=== OPGAVE ===
Zet de uitspraak van de rechtbank over openbaarmaking onder de Wob voort na de laatste zin die wordt getoond.

=== AANGELEVERDE TEKST ===
╭──

Met de in artikel 11, eerste lid, van de Wob neergelegde beperking ten aanzien van persoonlijke beleidsopvattingen in documenten die zijn opgesteld ten behoeve van intern beraad heeft de wetgever beoogd "dat ambtenaren de vrijheid dienen te hebben ongehinderd hun bijdrage te leveren aan de beleidsvoorbereiding of -uitvoering, en daarover te studeren, te brainstormen, anderszins te overleggen, nota's te schrijven etc. Zij moeten […] in alle openhartigheid onderling functioneel kunnen communiceren." [3]
8.3.3.
De rechtbank is, na kennisneming van de niet deels zwartgelakte versie van de
e-mailwisseling, van oordeel dat de zinsnede die is aangeduid met het cijfer 2 weliswaar
een mening van een politieambtenaar betreft, maar dat dit niet om een beleidsopvatting gaat. Naar het oordeel van de rechtbank gaat het namelijk niet om een opvatting, voorstel, aanbeveling of conclusie over een bestuurlijke aangelegenheid. Daarom heeft verweerder ten onrechte met toepassing van de weigeringsgrond van artikel 11, eerste lid, van de Wob geweigerd deze zinsnede openbaar te maken. Hieruit volgt dat deze beroepsgrond slaagt.

Conclusie en gevolgen

9. Het beroep tegen het besluit van 9 juni 2021 is gegrond. De rechtbank vernietigt
dit besluit voor zover daarbij is geweigerd de zinsnede die is aangeduid met het cijfer 2 openbaar te maken. De rechtbank zal bepalen dat verweerder deze zinsnede alsnog openbaar moet maken en dat deze uitspraak in de plaats treedt van het vernietigde deel van het besluit van 9 juni 2021.
10. Het beroep tegen het besluit van 10 augustus 2022 is ongegrond.

╰──

=== GEGEVEN VERMELDINGEN ===

╭──

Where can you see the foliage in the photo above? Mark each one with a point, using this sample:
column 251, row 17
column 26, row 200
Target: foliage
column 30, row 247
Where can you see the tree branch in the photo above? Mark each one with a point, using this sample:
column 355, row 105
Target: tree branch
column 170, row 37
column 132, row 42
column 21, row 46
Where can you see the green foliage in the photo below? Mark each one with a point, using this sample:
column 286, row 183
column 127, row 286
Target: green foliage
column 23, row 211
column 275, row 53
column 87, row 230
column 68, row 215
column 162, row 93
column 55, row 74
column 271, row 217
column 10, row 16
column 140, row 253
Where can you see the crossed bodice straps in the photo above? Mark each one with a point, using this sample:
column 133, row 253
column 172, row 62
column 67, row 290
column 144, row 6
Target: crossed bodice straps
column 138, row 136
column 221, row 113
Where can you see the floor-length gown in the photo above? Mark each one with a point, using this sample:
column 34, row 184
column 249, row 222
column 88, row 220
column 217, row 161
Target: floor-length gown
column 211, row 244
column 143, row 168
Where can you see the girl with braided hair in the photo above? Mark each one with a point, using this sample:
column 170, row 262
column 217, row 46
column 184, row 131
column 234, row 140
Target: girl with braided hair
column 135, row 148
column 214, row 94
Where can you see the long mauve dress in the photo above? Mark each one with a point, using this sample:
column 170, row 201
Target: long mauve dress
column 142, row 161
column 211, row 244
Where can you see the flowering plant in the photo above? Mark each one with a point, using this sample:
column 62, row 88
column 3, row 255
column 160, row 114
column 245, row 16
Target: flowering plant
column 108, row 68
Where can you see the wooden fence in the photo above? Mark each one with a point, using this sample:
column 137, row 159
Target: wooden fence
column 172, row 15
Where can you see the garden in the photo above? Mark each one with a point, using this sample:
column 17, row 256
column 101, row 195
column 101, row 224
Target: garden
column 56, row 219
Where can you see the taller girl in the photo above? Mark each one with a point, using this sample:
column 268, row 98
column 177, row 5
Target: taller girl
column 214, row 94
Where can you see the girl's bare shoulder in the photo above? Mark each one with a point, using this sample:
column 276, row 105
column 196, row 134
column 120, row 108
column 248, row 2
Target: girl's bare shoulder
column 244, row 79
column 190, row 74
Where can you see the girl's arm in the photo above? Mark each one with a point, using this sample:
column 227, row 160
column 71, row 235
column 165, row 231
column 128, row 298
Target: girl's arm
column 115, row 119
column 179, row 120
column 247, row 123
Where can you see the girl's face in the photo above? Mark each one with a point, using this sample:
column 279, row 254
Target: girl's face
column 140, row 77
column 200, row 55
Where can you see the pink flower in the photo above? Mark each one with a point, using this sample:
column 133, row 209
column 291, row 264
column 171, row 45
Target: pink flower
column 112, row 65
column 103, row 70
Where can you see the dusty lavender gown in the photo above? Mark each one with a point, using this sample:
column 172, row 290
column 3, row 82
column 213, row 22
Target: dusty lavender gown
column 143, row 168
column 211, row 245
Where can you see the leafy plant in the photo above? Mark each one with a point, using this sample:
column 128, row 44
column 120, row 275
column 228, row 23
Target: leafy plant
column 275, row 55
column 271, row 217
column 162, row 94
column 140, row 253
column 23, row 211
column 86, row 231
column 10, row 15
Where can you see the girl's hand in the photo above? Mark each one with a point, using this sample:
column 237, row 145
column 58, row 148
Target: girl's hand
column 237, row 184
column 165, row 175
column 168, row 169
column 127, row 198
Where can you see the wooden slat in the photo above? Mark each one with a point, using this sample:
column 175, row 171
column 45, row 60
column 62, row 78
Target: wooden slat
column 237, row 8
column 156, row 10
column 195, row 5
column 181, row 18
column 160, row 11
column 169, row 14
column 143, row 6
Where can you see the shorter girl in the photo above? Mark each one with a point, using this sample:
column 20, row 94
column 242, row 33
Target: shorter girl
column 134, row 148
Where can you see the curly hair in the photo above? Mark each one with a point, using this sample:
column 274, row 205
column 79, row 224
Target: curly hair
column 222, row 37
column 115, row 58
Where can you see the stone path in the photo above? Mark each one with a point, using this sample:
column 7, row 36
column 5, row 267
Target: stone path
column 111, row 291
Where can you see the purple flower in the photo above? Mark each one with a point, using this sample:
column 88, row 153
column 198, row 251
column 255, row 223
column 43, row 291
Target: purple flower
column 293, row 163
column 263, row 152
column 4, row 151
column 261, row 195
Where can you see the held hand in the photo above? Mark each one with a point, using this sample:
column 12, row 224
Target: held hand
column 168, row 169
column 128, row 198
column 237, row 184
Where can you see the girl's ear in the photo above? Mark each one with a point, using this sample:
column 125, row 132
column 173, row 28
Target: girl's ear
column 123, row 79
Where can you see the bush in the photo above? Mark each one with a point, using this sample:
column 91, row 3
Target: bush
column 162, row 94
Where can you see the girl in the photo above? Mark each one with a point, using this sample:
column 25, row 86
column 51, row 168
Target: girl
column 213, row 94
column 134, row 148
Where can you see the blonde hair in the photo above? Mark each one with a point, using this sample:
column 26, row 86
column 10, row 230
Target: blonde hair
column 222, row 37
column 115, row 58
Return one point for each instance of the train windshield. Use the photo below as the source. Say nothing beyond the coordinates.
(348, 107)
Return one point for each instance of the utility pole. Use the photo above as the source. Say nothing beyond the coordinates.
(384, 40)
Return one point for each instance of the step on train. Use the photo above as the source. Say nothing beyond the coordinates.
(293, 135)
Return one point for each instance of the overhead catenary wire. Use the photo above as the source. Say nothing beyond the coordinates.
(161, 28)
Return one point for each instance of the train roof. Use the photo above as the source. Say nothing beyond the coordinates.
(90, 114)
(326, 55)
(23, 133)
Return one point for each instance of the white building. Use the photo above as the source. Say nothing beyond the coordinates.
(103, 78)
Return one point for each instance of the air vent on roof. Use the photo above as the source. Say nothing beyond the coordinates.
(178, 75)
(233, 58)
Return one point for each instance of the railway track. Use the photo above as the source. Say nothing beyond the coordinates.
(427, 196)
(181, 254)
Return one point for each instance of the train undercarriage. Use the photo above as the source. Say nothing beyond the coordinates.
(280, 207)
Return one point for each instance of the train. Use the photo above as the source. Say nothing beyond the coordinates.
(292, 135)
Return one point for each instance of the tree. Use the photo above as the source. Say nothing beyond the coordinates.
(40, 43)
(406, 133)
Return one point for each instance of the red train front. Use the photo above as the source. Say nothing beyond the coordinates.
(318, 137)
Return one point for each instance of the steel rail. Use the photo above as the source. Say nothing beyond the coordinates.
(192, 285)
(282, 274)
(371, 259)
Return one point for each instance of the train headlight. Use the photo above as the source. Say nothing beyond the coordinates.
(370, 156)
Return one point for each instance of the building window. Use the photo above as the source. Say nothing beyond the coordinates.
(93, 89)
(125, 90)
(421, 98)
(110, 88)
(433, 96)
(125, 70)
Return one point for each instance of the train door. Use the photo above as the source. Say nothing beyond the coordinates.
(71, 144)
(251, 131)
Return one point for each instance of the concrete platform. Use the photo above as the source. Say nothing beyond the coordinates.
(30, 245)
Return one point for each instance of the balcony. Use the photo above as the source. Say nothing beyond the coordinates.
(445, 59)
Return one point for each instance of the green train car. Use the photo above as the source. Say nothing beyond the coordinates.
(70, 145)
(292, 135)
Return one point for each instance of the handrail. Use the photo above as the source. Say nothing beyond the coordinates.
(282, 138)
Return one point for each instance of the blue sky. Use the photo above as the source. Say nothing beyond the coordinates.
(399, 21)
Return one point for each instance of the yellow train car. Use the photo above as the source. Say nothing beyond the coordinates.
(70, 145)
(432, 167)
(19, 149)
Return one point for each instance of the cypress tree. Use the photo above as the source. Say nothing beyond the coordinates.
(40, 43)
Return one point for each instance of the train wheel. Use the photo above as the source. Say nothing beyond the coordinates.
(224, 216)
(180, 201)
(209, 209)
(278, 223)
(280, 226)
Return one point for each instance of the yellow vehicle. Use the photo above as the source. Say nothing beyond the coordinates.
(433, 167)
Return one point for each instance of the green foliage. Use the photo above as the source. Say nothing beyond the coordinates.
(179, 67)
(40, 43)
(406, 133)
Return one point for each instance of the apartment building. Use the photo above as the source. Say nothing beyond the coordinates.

╰──

=== UITWERKING ===
11. Omdat het beroep tegen het besluit van 9 juni 2021 gegrond is moet verweerder het griffierecht aan eiser vergoeden en krijgt eiser ook een vergoeding van zijn proceskosten. Verweerder moet deze vergoeding betalen. De rechtbank berekent de vergoeding van de proceskosten met toepassing van het Besluit proceskosten bestuursrecht als volgt. Voor de rechtsbijstand door een gemachtigde krijgt eiser een vast bedrag per proceshandeling. In bezwaar heeft elke proceshandeling een waarde van € 597,- en in beroep een waarde van € 837,-. Eiser heeft in bezwaar gevraagd om vergoeding van de proceskosten. De toenmalige gemachtigde van eiser heeft een bezwaar- en een beroepschrift ingediend. De vergoeding is daarom in totaal € 1.434,-.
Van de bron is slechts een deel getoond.